Testo estratto:
● ● ● ● ●

È il motivo per cui per parlare di Christian Riganò inizieremo dall’addio alla Roma di Francesco Totti. Perché ci siamo tutti emozionati davanti al suo saluto all’Olimpico? Perché bandiere così non se ne vedono più, perché ha giocato venticinque anni per una maglia e perché siamo cresciuti con lui, direte voi. Sì, ma non solo. Parliamoci chiaro: negli anni hanno lasciato il campo giocatori altrettanto meritevoli di tante lacrime come Gerrard, Zanetti, Maldini e chissà quanti altri che in questo momento non raggiungono la mia memoria. Ma non ci siamo commossi in ogni parte del mondo come ci siamo commossi per Totti. E perché, dunque? Perché con Totti ci siamo identificati.
È il motivo per cui amiamo dei film, per cui amiamo dei libri e per cui amiamo dei calciatori: perché ci identifichiamo con loro. E nella voce rotta di Totti, nelle sue pause, nei suoi passi nervosi e nelle sue lacrime nascoste dai figli, noi ci siamo identificati. Lo abbiamo fatto perché Totti si è spogliato con tutta la sua paura di invecchiare; e noi lì a rispecchiarci perché abbiamo paura dello scorrere del tempo esattamente come ce l’ha Totti, un’entità apparentemente inarrivabile che si è sempre più avvicinata a noi fino a farci sentire suoi simili.
Fine del preambolo.
Cosa c’entra tutto questo con Christian Riganò? C’entra con il processo di identificazione. Parliamoci chiaramente: Riganò è l’antidivo per eccellenza e non neghiamo che ci è sempre venuto più facile venerare uno come Totti.
E invece a noi Riganò è sempre piaciuto. Perché ha quel fisico così poco atletico e quei movimenti così poco aggraziati che non riusciamo a non sentirci vicini a lui: è l’immagine migliore di chi sognava di giocare a calcio mentre faceva il muratore, ma non ci è riuscito. Lui ce l’ha fatta perché è stato più determinato degli altri: si è messo in testa che doveva scalare le categorie, e segnare in ognuna di esse, e l’ha fatto. Non ci ha messo poco e non poteva essere altrimenti con una gavetta simile alle spalle. Parliamo di uno che in A ci è arrivato a 31 anni e con la massima serie non si è adattato presto, considerato anche il grave infortunio subito dopo 20 minuti della prima giornata, aprendo di fatto una stagione piena di problemi fisici (e collettivi, la Fiorentina si salverà all’ultima giornata con uno dei suoi quattro gol in stagione) e preludio ad una dolorosa cessione all’Empoli dopo anni di idillio al Franchi. Anche con gli azzurri solo cinque reti, un anno quasi perso e il tempo agli sgoccioli.
Qui Riganò è sulla soglia dei trentatré anni, con una buona carriera alle spalle, ma senza aver fatto il salto di qualità.

● ● ● ● ●

Dati forniti:

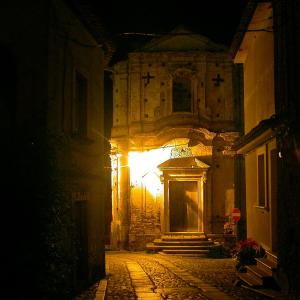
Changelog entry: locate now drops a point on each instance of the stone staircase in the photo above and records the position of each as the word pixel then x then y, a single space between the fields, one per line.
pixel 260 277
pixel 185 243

● ● ● ● ●

Esercizi da svolgere:
(a) Elenca i calciatori che il testo su Riganò cita come giocatori che hanno lasciato il campo meritando altrettante lacrime.
(b) Secondo il testo su Riganò, a che età Riganò è arrivato in Serie A?
(c) Traduci in inglese, per favore, questa frase del testo su Riganò: "Qui Riganò è sulla soglia dei trentatré anni, con una buona carriera alle spalle, ma senza aver fatto il salto di qualità."
Le righe non hanno alcun legame con il testo su Riganò.

Risposte fornite:
(a) Gerrard, Zanetti, Maldini

(b) A 31 anni.

(c) Here Riganò is on the threshold of thirty-three, with a good career behind him, but without having made the leap in quality.